┌──

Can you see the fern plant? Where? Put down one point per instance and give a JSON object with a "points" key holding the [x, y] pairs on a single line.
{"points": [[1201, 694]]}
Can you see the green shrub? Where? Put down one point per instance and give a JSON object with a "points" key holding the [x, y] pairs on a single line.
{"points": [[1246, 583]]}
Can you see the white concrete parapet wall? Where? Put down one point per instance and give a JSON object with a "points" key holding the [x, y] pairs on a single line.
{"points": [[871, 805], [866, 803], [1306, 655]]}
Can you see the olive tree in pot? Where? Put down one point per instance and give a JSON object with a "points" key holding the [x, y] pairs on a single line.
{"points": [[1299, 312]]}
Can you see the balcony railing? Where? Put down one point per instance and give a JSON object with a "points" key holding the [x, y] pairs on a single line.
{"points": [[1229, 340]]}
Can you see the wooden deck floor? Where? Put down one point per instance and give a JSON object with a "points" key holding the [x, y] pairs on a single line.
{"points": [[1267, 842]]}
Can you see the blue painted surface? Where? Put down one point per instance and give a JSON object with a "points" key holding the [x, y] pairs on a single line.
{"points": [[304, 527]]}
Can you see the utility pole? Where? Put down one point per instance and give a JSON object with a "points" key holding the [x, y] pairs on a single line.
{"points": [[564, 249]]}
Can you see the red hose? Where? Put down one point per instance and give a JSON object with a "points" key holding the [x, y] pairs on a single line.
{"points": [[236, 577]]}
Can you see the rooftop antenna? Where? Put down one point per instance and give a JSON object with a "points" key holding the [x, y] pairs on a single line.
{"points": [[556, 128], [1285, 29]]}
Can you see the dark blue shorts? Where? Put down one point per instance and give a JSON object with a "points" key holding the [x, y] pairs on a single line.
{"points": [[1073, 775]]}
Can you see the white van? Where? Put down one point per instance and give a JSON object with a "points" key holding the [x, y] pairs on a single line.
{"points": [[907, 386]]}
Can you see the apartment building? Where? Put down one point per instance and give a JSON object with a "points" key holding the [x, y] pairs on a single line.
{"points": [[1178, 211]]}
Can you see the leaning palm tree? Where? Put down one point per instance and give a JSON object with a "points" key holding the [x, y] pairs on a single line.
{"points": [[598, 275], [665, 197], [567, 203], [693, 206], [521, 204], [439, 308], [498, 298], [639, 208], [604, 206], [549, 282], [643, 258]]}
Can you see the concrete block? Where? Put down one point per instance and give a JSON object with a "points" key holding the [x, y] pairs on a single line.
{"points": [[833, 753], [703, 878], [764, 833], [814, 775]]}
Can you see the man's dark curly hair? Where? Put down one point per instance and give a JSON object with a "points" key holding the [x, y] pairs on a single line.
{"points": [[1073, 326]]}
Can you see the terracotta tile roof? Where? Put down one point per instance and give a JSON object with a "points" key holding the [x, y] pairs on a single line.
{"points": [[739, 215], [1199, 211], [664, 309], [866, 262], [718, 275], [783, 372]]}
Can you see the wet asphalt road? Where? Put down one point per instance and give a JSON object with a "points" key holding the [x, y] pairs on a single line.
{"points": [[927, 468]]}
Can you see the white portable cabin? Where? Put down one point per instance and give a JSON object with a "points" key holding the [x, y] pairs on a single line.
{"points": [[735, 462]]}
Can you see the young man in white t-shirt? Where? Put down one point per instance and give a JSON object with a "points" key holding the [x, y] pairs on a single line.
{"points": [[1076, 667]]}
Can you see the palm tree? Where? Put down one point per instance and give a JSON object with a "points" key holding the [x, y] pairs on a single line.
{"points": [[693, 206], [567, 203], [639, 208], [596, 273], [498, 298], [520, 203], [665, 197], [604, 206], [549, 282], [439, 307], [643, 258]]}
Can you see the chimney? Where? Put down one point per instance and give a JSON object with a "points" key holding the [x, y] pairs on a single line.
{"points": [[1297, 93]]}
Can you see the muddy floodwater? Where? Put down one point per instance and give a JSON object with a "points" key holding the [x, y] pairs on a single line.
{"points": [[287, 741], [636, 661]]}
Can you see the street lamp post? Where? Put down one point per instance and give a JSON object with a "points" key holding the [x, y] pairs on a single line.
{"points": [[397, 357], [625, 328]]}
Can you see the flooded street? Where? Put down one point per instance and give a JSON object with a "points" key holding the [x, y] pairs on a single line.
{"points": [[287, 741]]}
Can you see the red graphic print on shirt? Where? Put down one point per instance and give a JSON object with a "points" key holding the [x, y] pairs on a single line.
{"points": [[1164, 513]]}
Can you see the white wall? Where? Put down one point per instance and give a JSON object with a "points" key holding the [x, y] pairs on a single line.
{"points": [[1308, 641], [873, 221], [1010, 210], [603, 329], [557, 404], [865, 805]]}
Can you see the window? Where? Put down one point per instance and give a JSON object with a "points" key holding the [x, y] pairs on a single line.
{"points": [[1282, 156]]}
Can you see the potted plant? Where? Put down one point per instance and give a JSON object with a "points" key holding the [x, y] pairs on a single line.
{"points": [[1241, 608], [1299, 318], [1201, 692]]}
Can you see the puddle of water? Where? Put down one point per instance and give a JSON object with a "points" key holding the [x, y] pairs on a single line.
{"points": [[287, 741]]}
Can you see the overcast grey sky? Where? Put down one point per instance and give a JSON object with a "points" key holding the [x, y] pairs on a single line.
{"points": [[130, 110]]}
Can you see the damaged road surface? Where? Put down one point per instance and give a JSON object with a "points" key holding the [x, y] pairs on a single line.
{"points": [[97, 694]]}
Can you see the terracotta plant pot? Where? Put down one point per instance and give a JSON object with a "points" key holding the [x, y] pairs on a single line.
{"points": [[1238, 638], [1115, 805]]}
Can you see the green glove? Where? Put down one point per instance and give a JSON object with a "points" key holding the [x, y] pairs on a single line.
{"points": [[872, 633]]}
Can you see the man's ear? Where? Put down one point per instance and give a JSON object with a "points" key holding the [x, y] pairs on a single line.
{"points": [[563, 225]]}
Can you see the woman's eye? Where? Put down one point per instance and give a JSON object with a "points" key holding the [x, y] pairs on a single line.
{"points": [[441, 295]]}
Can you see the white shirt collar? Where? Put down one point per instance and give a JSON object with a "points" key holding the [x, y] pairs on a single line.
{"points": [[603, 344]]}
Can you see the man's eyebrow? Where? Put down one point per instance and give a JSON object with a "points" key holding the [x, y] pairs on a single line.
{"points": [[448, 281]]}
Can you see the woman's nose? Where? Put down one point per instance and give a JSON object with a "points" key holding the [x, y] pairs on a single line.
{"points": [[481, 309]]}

└──

- AIM
Copy every line exactly. Leave nothing out.

- SOLVED EXERCISE
Can you see the fern plant? Where? Put down one point per instance and give a JSON object with a "points" key holding the [x, y] pairs on a single line.
{"points": [[1201, 694]]}
Can you see the green shrub? Where? Put down one point per instance and give a JSON object with a "points" key holding the [x, y] pairs on a single line.
{"points": [[1246, 583]]}
Can you see the white concrete parapet wall? Where? Put down one point per instance and give a JSON object with a "points" key holding the [x, y] pairs on a single line.
{"points": [[871, 805], [866, 803], [1306, 655]]}
Can you see the olive tree in pot? Where? Put down one point per instance and give a JSON object with a "points" key holding the [x, y] pairs on a single line.
{"points": [[1299, 312]]}
Can you see the balcony railing? Where? Put down one point per instance and give a JSON object with a "points" key holding the [x, y] pairs on a single line.
{"points": [[1229, 340]]}
Can you see the wooden deck floor? Where? Put down one point per instance and give a JSON object with a "points" key holding the [x, y] pairs on a single line.
{"points": [[1267, 842]]}
Can you see the blue painted surface? Where? Put down one point per instance and give a JSON object with a "points" key holding the [x, y] pairs on a single line.
{"points": [[304, 527]]}
Can you see the utility pole? Where? Put down one point per instance and give a JSON object with a "points" key holding the [x, y] pairs on a single line.
{"points": [[564, 249]]}
Can you see the red hose? Where? Put down one point per instance and give a JSON object with a "points" key holding the [x, y] pairs on a single line.
{"points": [[236, 577]]}
Can you see the rooftop antenna? Where? Put down one point per instance and give a JSON object with a "points" key holding the [x, y] pairs on a single line.
{"points": [[556, 128], [1285, 29]]}
Can you see the dark blue shorts? Where? Put down one point per instance and give a JSON object with a "points" key holding the [x, y] pairs on a single line.
{"points": [[1073, 775]]}
Can you see the white van? Where? Put down one point per instance and give a JSON object with a "points" key holding the [x, y] pairs on a single line.
{"points": [[907, 386]]}
Can you see the apartment building? Where? Put down one point per instance and give a JSON object with a "points" key holding the [x, y] pairs on a single line.
{"points": [[1178, 211]]}
Can you see the leaning palm tree? Where? Put down one point per instance and give a JSON object with a "points" key holding the [x, y] pairs on a single line.
{"points": [[598, 275], [665, 197], [567, 203], [693, 206], [521, 204], [439, 308], [498, 298], [639, 208], [604, 206], [549, 282], [643, 258]]}
Can you see the concrete block? Where? Put down one point per instance and give a JSON object with a "points" key holding the [x, y] pairs on a single line.
{"points": [[833, 753], [703, 878], [764, 833], [814, 775]]}
Can you see the man's dark curly hair? Where? Put down one point per instance and give a JSON object with a "points" key holding the [x, y] pairs on a single line.
{"points": [[1073, 326]]}
Can you see the terracotta tile roof? Where? Put down one point per instance and give a JSON object with a "points" key holding the [x, y] pairs on a single line.
{"points": [[739, 215], [1199, 211], [664, 309], [866, 262], [718, 275], [783, 372]]}
Can you see the wet asphalt road? Where? Put down one point per instance and give a JSON object with a "points" key holding the [x, y] pairs on a single line.
{"points": [[927, 468]]}
Can you see the white portable cabin? Where? Put down one point per instance and give a JSON object with a "points" key holding the [x, y] pairs on a single line.
{"points": [[735, 462]]}
Can you see the young man in white t-shirt? Where? Put down one point per instance and give a JSON object with a "points" key holding the [x, y] pairs on a single line.
{"points": [[1076, 667]]}
Can you see the palm tree? Where? Put down one point per instance and give a JSON object with a "points" key holding the [x, y] pairs on a single line.
{"points": [[693, 206], [567, 203], [639, 208], [596, 273], [498, 298], [520, 203], [665, 197], [604, 206], [549, 282], [439, 307], [643, 258]]}
Can you see the chimney? Where? Put down one point per instance and give a JSON object with a "points" key holding the [x, y] pairs on a single line.
{"points": [[1297, 93]]}
Can you see the muddy floodwater? Where? Put down one point per instance and give a JSON object with a "points" key holding the [x, y] pairs on a single line.
{"points": [[287, 741], [636, 661]]}
Can you see the street lamp post? Where? Put down one point per instance and give a JSON object with a "points" key holding the [x, y] pairs on a single line.
{"points": [[397, 357], [625, 328]]}
Can you see the flooded street? Where? Put down one point per instance and give a JSON object with a "points" key holding the [x, y] pairs on a single line.
{"points": [[287, 741]]}
Can you see the red graphic print on shirt? Where? Put down one point per instance and give a JSON object with a "points" key holding the [x, y] pairs on a single line.
{"points": [[1164, 513]]}
Can you see the white wall? Where? Put down one point per instance and give a JSON object with a "points" key holding the [x, y] pairs on a single line.
{"points": [[1308, 641], [873, 221], [1010, 210], [603, 329], [557, 404], [865, 805]]}
Can you see the window? Where? Put down one point per instance and give a JSON object with a "points" key holding the [x, y] pairs on a single line.
{"points": [[1282, 156]]}
Can you see the potted plant? Where? Put down one point per instance and give a JSON object with a "points" key holding the [x, y] pairs on a single line.
{"points": [[1241, 608], [1299, 318], [1201, 692]]}
Can you see the puddle of water? Where? Put down one point per instance and give a JSON object with a "points" key holding the [x, y] pairs on a single line.
{"points": [[287, 741]]}
Can you see the overcast grey sky? Where? Put down one point per instance and give a JSON object with a "points" key holding the [x, y] pairs on a single line.
{"points": [[130, 110]]}
Can you see the damaged road surface? Where? Put down one point per instance and give a JSON object with a "points" key holding the [x, y] pairs on a single line.
{"points": [[97, 694]]}
Can you see the terracotta plant pot? Where? Put down one point per instance and give a JSON object with a "points" key holding the [x, y] pairs on a single line.
{"points": [[1238, 638], [1115, 805]]}
Can you see the green glove? Where? Put down one point per instance and give a JSON object with a "points" key holding the [x, y] pairs on a single line.
{"points": [[872, 633]]}
Can you see the man's ear? Where? Put down one point per instance and give a JSON object with a "points" key holding the [x, y] pairs on a single line.
{"points": [[563, 225]]}
Can you see the woman's eye? Where? Put down one point per instance and give a JSON object with a "points" key holding the [x, y] pairs on a single line.
{"points": [[441, 295]]}
Can you see the white shirt collar? Where? Put down one point per instance and give a JSON object with a "points" key holding the [x, y] pairs on a single line.
{"points": [[603, 344]]}
Can you see the man's eyebrow? Where? Put down one point per instance and give a JSON object with a "points" key holding the [x, y] pairs on a single line.
{"points": [[448, 281]]}
Can you see the woman's nose? Where? Put down one point per instance and give a JSON object with a "points" key holding the [x, y] pairs on a single line.
{"points": [[481, 309]]}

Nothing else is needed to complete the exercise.